Data to use
※ ※ ※
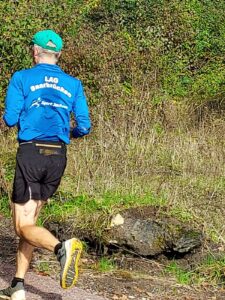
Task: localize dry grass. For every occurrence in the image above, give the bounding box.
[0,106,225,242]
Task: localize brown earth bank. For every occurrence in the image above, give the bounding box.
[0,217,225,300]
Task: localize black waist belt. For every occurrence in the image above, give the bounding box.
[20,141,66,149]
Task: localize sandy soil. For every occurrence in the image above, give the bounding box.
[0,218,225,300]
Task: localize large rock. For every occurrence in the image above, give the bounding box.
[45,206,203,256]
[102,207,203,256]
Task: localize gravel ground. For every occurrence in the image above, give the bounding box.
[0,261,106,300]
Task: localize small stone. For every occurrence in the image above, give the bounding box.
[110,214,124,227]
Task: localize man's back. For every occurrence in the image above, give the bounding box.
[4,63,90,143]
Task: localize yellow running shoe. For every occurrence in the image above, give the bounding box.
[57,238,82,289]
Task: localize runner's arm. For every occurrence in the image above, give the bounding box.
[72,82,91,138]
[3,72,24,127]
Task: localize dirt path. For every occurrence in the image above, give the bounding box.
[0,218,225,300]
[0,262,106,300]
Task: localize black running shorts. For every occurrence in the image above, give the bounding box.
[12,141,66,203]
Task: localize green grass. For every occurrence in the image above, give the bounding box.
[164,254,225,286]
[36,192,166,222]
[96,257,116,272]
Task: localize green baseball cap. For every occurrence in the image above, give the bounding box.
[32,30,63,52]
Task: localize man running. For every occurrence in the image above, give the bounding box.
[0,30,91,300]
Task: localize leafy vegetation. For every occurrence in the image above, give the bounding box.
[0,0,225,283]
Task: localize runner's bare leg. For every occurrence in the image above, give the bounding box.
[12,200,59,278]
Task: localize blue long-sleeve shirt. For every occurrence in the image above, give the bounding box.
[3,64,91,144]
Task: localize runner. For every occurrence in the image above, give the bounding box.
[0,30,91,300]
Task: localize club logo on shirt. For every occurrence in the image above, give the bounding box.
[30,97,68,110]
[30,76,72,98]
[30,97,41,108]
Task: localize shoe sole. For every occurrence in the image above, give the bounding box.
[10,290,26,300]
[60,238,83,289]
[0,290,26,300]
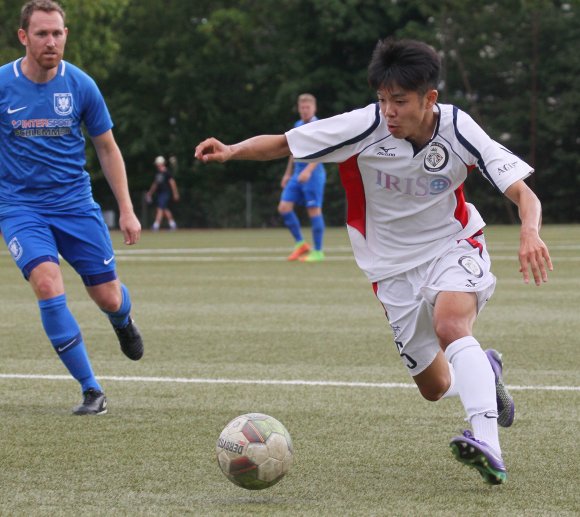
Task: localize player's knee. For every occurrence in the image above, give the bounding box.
※ ※ ※
Given exercise
Present every line of the listing above as a numbered list, omitting blank lines and leaving out the pictures.

Full solution
1. Task: localize dry grass. For every occurrence in the image above, give the bounding box.
2. [0,106,225,242]
3. Task: localize brown earth bank. For every occurrence in the image above, give the bounding box.
4. [0,217,225,300]
5. Task: localize black waist belt. For every occurrence in the image above, give the bounding box.
6. [20,141,66,149]
7. Task: localize sandy soil. For every occurrence in the image above, give the bounding box.
8. [0,218,225,300]
9. Task: localize large rock. For every occurrence in the image above, give the bounding box.
10. [45,206,203,256]
11. [102,207,203,256]
12. Task: localize gravel ground. For every occurrence in the image above, give the bounding box.
13. [0,261,106,300]
14. Task: localize small stone. For every occurrence in the image above, give the bounding box.
15. [110,214,124,227]
16. Task: localize man's back. For every occurrence in the image above, give the bounding box.
17. [4,63,90,143]
18. Task: localize yellow running shoe. For every occurrence in the image above, give the bounding box.
19. [57,238,82,289]
20. Task: localize runner's arm. For every occurrence in the image above, give the bounding box.
21. [72,82,91,138]
22. [3,72,24,127]
23. Task: localize dirt path. For every occurrence in the image above, give the bounding box.
24. [0,218,225,300]
25. [0,262,106,300]
26. Task: localize black running shorts. For every occurrence in the image above, give the bounding box.
27. [12,141,66,203]
28. Task: localize green grass. For every occurrence in the image above, give the bounding box.
29. [164,254,225,286]
30. [36,192,166,222]
31. [96,257,116,272]
32. Task: localize green baseball cap. For every occurrence in the image above, give the bounding box.
33. [32,30,63,52]
34. Task: localize man running. For every occurrence in the image above, give the bounding box.
35. [0,30,91,300]
36. Task: localize leafy vegetation. For every occurrence in the image above, give the bounding box.
37. [0,0,225,283]
38. Task: localize runner's bare leg. For every occurrence in the image above, give the bounding box.
39. [12,200,59,278]
40. Task: localize blue long-sleeve shirt. For every occurrence in the image above, give the bounding box.
41. [3,64,91,144]
42. Task: localize runner. For every occurrence in the image above, give the bounding box.
43. [0,30,91,300]
44. Task: localize club logo on shirt. For every occurrence in the image above, give the bounding box.
45. [30,97,68,110]
46. [30,76,72,98]
47. [30,97,41,108]
48. Task: localize shoe sole. For every occurrence in the image above, give the bounding box.
49. [10,290,26,300]
50. [60,238,83,289]
51. [0,290,26,300]
52. Task: localize player's knee. For every occurrence in the image above, give the bounding box.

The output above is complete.